[Study text]
Location
- Blandford Close Poole, Dorset, BH15 4BQ England 50°42′55″N 2°00′10″W﻿ / ﻿50.7154°N 2.0028°W

Information
- Type: Academy
- Established: 1946
- Trust: United Learning
- Department for Education URN: 139258 Tables
- Ofsted: Reports
- Principal: Chris Phillips
- Gender: Co-educational
- Age: 11 to 16
- Enrolment: 410 as of August 2020^{[update]}
- Houses: Giggers, Brownsea, Pergins
- Website: https://www.cornerstoneacademy.org.uk/

= The Cornerstone Academy =

The Cornerstone Academy (previously Carter Community School) is a co-educational secondary school located in Hamworthy, Poole, Dorset, England. The school serves the Hamworthy and Turlin Moor areas and pupils are taken mostly from Hamworthy and Bayside Academy Junior Schools.

== History ==
The school opened in 1946 as Herbert Carter Secondary School which was named after Alderman Herbert Carter of Carter's tiles which was based in Hamworthy. It was the first secondary school built after the Second World War in Poole, located on open fields at the southern end of the Hamworthy peninsula. The school has wide corridors and large classrooms which tell of its reserve purpose which was to act as a hospital should war break out again from paranoia of World War II and was built as a secret emergency hospital.

[Data]
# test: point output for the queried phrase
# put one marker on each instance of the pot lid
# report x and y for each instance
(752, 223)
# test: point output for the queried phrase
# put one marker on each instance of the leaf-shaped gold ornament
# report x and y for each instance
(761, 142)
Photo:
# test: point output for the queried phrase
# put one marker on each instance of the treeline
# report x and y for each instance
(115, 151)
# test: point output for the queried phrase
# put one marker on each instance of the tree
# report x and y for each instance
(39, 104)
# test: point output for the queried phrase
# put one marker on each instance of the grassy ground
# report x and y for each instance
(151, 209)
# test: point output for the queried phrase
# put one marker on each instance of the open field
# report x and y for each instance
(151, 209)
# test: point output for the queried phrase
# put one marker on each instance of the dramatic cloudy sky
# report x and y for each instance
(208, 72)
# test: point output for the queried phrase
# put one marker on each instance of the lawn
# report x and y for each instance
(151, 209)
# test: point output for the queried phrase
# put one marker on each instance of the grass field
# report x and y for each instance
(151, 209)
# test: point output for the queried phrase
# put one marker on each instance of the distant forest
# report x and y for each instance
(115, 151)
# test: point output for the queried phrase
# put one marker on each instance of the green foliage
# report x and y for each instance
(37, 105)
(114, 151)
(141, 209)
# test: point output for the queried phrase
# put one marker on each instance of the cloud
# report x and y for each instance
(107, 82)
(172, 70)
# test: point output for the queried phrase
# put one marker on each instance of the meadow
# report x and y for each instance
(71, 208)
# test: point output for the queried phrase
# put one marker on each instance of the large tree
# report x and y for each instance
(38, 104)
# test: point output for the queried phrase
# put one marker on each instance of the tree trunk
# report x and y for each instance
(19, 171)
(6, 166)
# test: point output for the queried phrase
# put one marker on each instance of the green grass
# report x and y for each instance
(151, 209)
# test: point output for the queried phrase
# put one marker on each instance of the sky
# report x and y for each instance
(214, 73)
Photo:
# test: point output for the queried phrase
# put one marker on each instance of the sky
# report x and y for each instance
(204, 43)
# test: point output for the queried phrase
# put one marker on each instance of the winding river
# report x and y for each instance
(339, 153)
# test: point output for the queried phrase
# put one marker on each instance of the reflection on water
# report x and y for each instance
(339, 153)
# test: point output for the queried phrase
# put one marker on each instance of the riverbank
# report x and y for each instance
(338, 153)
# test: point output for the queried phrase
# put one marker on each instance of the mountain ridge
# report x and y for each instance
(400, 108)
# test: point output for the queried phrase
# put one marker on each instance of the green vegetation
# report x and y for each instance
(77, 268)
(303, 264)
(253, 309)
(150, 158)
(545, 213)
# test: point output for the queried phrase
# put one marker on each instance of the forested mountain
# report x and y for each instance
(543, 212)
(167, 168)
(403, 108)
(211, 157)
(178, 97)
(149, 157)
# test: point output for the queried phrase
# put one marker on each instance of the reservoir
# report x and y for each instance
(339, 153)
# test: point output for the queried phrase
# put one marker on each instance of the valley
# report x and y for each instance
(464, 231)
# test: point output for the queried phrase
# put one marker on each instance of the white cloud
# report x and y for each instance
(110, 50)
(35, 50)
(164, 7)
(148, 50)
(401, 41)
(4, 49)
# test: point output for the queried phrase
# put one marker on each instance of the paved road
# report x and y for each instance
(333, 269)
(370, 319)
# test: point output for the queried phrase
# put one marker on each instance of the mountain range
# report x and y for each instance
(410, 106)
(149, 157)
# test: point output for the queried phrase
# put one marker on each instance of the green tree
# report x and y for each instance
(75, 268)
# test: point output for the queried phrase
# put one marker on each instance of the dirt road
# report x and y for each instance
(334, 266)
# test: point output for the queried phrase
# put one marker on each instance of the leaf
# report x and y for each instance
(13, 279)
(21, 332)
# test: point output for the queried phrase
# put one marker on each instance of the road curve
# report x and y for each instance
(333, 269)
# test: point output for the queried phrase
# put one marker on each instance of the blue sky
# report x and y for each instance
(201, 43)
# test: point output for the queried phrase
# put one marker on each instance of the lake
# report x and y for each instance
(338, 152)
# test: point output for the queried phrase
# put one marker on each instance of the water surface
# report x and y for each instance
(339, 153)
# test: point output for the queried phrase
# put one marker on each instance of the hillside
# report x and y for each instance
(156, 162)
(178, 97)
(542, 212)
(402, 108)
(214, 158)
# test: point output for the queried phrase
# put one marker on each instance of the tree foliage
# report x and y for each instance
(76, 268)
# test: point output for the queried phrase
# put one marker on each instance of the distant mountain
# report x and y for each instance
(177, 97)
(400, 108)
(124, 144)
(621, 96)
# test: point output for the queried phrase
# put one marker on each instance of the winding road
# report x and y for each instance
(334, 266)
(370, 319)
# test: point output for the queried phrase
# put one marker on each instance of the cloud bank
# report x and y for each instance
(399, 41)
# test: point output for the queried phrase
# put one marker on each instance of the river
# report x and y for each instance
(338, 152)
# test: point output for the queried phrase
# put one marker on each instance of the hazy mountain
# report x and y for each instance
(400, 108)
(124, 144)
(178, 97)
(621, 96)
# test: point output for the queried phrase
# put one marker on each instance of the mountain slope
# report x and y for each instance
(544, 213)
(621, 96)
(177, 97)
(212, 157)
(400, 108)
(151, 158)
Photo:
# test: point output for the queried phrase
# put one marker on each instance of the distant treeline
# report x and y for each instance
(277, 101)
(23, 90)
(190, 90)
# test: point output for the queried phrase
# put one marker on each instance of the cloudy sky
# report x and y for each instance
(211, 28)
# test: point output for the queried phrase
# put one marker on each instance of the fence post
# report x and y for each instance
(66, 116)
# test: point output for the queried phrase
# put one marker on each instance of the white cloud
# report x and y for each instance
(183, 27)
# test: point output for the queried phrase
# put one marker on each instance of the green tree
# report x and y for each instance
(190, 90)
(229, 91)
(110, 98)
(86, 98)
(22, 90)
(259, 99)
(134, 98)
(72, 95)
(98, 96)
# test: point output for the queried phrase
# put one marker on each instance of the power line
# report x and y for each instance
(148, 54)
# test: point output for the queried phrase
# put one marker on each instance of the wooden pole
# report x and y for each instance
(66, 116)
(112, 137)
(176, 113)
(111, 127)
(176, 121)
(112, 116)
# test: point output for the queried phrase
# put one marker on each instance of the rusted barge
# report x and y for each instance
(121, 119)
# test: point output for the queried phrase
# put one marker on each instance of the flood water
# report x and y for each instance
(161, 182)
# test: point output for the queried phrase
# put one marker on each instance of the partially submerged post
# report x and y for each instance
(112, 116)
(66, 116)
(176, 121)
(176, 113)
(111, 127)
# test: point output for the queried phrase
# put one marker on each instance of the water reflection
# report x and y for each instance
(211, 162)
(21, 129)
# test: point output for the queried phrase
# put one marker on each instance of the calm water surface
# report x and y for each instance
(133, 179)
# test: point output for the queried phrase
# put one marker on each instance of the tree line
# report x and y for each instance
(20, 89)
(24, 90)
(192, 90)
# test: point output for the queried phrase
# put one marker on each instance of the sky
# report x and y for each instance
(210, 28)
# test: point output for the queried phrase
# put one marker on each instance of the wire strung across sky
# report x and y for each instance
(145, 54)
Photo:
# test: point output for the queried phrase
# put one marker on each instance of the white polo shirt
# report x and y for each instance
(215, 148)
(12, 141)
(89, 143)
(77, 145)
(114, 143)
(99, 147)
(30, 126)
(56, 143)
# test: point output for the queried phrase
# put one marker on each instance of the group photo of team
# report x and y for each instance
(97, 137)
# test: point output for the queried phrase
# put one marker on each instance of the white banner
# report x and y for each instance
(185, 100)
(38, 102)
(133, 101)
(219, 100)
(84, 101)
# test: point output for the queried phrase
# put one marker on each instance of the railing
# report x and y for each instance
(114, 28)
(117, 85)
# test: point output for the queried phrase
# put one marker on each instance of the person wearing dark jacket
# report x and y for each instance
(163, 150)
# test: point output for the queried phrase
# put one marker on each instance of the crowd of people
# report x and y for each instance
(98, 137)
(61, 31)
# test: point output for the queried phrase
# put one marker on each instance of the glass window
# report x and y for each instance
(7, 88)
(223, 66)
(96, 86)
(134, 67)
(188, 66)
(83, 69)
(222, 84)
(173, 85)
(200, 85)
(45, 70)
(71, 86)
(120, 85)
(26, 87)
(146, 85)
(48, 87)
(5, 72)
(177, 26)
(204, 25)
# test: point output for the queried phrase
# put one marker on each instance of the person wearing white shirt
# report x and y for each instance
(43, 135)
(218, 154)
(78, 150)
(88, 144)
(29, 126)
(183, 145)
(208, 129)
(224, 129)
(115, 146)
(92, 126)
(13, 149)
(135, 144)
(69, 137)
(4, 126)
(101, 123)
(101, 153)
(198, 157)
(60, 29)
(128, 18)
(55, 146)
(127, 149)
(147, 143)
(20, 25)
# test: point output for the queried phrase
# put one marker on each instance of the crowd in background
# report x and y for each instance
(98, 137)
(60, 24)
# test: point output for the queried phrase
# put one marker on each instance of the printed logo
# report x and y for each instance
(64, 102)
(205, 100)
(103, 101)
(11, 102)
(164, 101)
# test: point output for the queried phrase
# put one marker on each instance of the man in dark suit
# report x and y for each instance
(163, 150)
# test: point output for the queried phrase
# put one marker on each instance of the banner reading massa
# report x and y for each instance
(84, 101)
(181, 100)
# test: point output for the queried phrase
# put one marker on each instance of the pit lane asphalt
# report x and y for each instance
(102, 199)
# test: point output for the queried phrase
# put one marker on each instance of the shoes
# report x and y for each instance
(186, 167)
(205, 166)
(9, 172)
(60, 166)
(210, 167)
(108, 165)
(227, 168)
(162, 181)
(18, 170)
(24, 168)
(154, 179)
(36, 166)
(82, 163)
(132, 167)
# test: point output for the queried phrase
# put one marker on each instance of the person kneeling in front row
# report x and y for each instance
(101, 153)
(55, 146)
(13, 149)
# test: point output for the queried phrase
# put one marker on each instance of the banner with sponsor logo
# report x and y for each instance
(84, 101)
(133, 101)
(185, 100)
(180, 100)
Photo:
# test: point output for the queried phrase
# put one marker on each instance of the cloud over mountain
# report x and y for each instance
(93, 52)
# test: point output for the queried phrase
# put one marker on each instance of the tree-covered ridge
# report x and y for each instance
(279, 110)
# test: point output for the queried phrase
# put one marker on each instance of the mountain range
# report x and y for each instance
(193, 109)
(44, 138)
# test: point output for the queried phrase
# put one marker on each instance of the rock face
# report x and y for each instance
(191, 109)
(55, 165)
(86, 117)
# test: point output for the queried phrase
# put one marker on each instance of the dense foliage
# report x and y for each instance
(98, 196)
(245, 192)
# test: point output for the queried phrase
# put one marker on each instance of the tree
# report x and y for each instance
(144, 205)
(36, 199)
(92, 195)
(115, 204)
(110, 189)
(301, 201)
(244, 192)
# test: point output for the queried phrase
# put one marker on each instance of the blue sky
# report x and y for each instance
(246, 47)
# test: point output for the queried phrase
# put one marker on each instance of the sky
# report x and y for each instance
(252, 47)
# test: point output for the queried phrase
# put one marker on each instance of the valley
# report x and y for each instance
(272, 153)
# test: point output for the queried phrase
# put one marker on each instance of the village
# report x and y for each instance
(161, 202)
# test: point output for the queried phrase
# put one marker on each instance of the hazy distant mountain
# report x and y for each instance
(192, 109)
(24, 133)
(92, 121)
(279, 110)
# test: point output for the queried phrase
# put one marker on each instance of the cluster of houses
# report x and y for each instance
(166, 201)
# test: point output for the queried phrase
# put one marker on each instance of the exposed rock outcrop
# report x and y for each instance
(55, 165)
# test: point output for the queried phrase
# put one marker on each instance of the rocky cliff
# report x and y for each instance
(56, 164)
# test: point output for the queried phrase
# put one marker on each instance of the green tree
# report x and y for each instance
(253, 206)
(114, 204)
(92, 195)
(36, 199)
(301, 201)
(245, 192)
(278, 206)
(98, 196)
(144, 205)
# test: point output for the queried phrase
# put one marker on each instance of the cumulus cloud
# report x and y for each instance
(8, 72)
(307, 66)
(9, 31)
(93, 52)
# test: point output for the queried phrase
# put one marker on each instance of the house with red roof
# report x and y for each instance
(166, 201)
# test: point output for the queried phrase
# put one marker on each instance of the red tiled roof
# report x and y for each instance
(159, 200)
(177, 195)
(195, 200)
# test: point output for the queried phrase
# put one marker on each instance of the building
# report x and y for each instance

[Task instructions]
[a] In the text on The Cornerstone Academy above, condense the paragraph beginning "The school opened in 1946" into a short bulleted list that keeps its main facts.
[b] Carry on the text about The Cornerstone Academy from the point where it stops.

[Results of the tasks]
[a]
- Opened in 1946 as Herbert Carter Secondary School
- Named after Alderman Herbert Carter of Carter's tiles, a firm based in Hamworthy
- First secondary school built in Poole after the Second World War
- Sited on open fields at the southern end of the Hamworthy peninsula
- Built as a secret emergency hospital, meant to serve as one if war broke out again
- Its wide corridors and large classrooms reflect that reserve purpose

[b]
The school was awarded Good in an Ofsted report in January 2017.

In April 2013, the school converted to academy status as part of the United Learning group of schools.

==Overview==
The Cornerstone Academy is a small secondary school for students aged 11 to 16 with 410 students on roll As of August 2020. Since 2004 standards have risen considerably and GCSE results continue to improve year on year with 48% of students achieving 5A* – C grades (including maths and English) in 2012. Students who attend The Cornerstone Academy currently make more progress than in any other secondary school in Poole and Bournemouth; the school is placed in the top 25% of all schools nationally (FFT -D). The school's most recent Ofsted inspection in 2017, judged the school to be ‘Good’ in all areas. The school has had extensions such as the sports hall in 2003 and full size all-weather sports pitch.